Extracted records
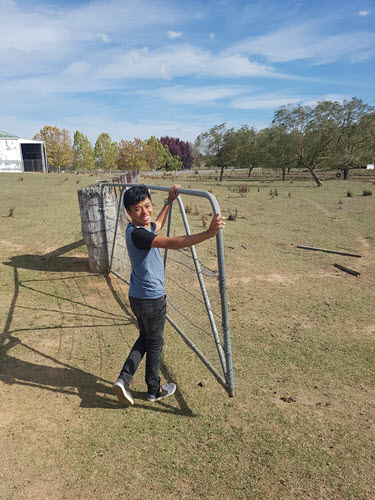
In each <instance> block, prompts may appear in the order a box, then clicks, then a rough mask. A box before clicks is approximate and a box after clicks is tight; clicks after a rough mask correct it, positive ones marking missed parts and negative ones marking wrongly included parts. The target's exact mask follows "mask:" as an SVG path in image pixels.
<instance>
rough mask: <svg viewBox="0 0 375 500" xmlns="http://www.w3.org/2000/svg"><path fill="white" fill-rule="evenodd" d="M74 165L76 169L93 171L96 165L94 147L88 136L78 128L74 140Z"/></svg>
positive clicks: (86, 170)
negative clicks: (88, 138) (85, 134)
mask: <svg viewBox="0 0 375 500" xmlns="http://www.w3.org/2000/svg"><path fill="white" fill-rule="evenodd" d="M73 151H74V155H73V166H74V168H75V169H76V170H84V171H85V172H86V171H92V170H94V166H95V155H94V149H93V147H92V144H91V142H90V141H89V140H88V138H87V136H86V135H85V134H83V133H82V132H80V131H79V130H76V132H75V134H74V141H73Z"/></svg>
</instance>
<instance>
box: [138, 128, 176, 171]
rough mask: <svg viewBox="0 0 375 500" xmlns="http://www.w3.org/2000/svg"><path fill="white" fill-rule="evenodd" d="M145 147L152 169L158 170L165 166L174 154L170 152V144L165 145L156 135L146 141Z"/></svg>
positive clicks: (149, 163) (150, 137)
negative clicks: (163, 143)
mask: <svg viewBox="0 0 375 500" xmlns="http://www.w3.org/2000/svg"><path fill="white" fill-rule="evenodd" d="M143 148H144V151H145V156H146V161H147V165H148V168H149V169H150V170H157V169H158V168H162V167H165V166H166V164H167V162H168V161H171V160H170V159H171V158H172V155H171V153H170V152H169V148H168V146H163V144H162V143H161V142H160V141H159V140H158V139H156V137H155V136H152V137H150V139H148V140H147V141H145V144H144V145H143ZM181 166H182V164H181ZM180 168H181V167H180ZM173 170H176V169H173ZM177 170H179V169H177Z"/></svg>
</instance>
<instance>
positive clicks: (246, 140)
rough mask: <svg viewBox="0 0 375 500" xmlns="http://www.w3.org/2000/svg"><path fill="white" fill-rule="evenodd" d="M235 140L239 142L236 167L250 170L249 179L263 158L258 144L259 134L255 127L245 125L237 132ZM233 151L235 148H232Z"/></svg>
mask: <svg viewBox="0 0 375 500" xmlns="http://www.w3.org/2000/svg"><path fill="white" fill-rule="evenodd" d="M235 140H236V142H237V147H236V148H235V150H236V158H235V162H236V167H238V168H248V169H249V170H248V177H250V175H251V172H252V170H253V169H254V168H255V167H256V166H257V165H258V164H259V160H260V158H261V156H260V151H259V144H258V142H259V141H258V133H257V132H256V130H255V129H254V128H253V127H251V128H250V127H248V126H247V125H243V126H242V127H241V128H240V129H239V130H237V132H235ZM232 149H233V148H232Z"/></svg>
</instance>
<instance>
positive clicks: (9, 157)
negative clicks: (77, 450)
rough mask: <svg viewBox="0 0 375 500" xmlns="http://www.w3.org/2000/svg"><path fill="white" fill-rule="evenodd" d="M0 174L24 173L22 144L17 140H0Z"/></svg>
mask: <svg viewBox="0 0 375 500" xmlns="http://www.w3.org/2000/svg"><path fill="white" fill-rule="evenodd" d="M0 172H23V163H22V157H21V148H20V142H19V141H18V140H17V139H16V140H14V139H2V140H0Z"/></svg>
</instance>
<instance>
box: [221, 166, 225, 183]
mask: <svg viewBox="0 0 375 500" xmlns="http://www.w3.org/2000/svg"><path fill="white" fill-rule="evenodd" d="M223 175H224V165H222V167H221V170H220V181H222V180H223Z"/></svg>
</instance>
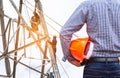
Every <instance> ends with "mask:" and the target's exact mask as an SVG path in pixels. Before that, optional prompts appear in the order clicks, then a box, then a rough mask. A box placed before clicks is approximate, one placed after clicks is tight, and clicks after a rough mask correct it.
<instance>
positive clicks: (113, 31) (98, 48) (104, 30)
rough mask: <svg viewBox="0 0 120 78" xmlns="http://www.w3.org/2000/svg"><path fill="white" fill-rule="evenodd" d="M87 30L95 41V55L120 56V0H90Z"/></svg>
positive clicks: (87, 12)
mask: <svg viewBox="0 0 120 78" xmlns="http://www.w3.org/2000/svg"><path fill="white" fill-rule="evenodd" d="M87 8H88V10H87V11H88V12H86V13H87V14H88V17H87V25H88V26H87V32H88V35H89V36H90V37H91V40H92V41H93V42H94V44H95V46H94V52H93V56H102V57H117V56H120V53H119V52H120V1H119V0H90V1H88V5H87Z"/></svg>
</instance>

**YOUR OBJECTIVE**
Gather every line of the items above that contains the word "prompts" and copy each one out.

**FINISHED EXERCISE**
In each <instance> block, prompts may appear in the order a box, then clicks, then a rough mask. A box before clicks is approximate and a box after clicks is tight; clicks after a rough mask correct it, positive ones marking missed parts and negative ones marking wrongly included parts. The target's exact mask follows "mask:" as an SVG path in image pixels.
Every <instance> ends with "mask:" and the target's exact mask as an SVG path in pixels. Before that, optional prompts appear in the order clicks, then a box, then a rough mask. A box placed before clicks is approximate, one placed after clicks is tight, and clicks after a rough mask correct it.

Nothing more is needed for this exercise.